What is asked ::
Copy each of the rows below verbatim, with no changes or omissions.
== Stored data ==
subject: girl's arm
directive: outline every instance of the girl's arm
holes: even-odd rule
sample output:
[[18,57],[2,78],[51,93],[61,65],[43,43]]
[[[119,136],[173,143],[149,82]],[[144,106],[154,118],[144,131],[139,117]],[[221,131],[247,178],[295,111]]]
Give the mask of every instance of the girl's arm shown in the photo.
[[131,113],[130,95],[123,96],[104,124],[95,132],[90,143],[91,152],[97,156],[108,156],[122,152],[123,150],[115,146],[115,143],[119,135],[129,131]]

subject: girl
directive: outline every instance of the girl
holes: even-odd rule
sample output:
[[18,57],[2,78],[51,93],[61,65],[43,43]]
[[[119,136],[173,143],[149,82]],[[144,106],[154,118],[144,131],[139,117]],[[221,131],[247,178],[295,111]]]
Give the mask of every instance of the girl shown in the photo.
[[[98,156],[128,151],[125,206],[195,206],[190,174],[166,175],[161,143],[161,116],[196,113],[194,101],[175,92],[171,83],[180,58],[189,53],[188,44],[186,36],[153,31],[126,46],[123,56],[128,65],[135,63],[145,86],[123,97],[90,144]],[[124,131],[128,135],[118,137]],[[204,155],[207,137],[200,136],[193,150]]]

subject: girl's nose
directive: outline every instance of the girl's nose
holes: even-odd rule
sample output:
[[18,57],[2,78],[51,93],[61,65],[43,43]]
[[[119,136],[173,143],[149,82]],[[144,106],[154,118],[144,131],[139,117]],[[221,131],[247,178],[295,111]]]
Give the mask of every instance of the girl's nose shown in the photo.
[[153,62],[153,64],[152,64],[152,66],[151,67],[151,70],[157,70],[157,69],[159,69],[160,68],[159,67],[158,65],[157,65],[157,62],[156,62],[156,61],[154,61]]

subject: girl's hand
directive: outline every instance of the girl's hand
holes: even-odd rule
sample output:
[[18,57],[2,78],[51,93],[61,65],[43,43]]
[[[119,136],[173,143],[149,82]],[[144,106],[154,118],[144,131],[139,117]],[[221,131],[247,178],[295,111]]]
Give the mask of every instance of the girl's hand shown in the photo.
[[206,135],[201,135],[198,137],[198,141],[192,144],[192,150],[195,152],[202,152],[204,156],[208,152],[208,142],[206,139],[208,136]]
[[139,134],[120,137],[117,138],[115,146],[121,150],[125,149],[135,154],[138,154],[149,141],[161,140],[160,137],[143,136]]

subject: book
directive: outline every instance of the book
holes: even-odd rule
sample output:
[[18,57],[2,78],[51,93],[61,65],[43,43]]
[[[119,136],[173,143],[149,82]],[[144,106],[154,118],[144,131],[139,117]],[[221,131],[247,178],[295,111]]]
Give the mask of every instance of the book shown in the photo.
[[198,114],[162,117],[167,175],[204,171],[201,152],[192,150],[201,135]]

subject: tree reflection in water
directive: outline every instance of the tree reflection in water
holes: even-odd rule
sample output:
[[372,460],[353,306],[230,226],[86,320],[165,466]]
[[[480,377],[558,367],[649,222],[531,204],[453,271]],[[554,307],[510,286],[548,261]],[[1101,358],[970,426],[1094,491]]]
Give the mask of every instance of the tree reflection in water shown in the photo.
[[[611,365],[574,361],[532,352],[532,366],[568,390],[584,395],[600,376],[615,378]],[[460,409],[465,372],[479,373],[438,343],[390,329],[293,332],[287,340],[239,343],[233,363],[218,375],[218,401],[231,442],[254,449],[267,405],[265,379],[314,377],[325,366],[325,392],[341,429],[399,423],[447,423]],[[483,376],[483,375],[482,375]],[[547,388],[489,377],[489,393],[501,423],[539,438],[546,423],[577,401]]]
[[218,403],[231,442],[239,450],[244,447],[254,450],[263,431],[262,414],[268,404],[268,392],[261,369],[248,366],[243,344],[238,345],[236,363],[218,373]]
===
Reply ::
subject: girl's arm
directive: outline every instance of the girl's arm
holes: even-odd rule
sample output:
[[18,57],[2,78],[51,93],[61,65],[43,43]]
[[[119,136],[173,143],[149,82]],[[144,106],[154,118],[144,131],[139,117]],[[221,131],[247,178],[295,111]]]
Give the mask of every instance of the girl's arm shown in the photo.
[[131,113],[130,95],[123,96],[104,124],[95,132],[90,143],[91,152],[97,156],[108,156],[122,152],[123,150],[115,146],[115,143],[119,135],[129,131]]

subject: girl
directive: outline every instance of the girl
holes: even-odd rule
sample output:
[[18,57],[2,78],[51,93],[61,65],[43,43]]
[[[119,136],[173,143],[149,82]],[[144,106],[154,118],[144,131],[139,117]],[[221,131],[247,178],[295,111]]]
Give the mask of every instance of the girl shown in the photo.
[[[98,156],[128,151],[125,206],[195,206],[190,174],[166,175],[161,143],[161,116],[196,113],[194,101],[175,92],[171,83],[180,58],[189,53],[188,44],[186,36],[153,31],[126,46],[123,56],[128,65],[135,63],[145,86],[123,97],[90,144]],[[124,131],[128,135],[118,137]],[[204,155],[207,137],[200,136],[193,150]]]

subject: girl's nose
directive: outline every instance of the girl's nose
holes: even-odd rule
sample output:
[[18,57],[2,78],[51,93],[61,65],[43,43]]
[[[119,136],[173,143],[149,82]],[[144,106],[154,118],[144,131],[139,117]],[[221,131],[247,178],[295,111]]]
Give the mask of every instance of the girl's nose shown in the photo.
[[153,62],[153,64],[152,64],[152,66],[151,67],[151,70],[157,70],[157,69],[159,69],[160,68],[159,67],[158,65],[157,65],[157,62],[156,62],[156,61],[154,61]]

subject: girl's hand
directive: outline every instance of the girl's hand
holes: even-odd rule
sample output:
[[18,57],[2,78],[51,93],[61,65],[43,43]]
[[[119,136],[173,143],[149,82]],[[144,106],[154,118],[144,131],[139,117]],[[221,131],[247,178],[295,111]]]
Give the mask of every instance of the girl's hand shown in the photo.
[[206,135],[201,135],[198,137],[198,141],[192,144],[192,150],[195,152],[202,152],[204,156],[208,152],[208,142],[206,139],[208,136]]
[[139,134],[120,137],[117,138],[115,146],[121,150],[125,149],[135,154],[138,154],[149,141],[161,140],[160,137],[143,136]]

subject: book
directive: outline every instance of the book
holes: even-odd rule
sample output:
[[18,57],[2,78],[51,93],[61,65],[43,43]]
[[[119,136],[173,143],[149,82]],[[144,106],[154,118],[144,131],[139,117]],[[221,131],[247,178],[295,111]]]
Give the mask of every instance of the book shown in the photo.
[[198,114],[162,117],[167,175],[204,171],[201,152],[192,150],[201,135]]

subject: tree reflection in water
directive: outline every instance of the tree reflection in water
holes: even-odd rule
sample output:
[[372,460],[353,306],[230,226],[86,320],[165,466]]
[[[480,377],[558,367],[649,222],[531,204],[453,271]],[[554,307],[510,286],[548,261]],[[1101,358],[970,426],[1094,491]]]
Give the mask of every instance of the tree reflection in water shown in the photo.
[[[611,365],[574,361],[532,352],[532,366],[568,390],[584,395],[600,376],[615,378]],[[460,409],[465,372],[479,373],[438,343],[390,329],[293,332],[287,340],[239,343],[233,363],[218,375],[218,401],[231,442],[254,449],[267,405],[265,379],[314,377],[325,366],[325,392],[341,429],[399,423],[447,423]],[[483,376],[483,375],[482,375]],[[547,388],[489,377],[489,393],[501,423],[539,438],[546,423],[577,401]]]
[[218,403],[231,442],[239,450],[244,447],[254,450],[263,431],[262,414],[268,404],[268,392],[261,369],[248,366],[243,344],[238,345],[236,363],[218,373]]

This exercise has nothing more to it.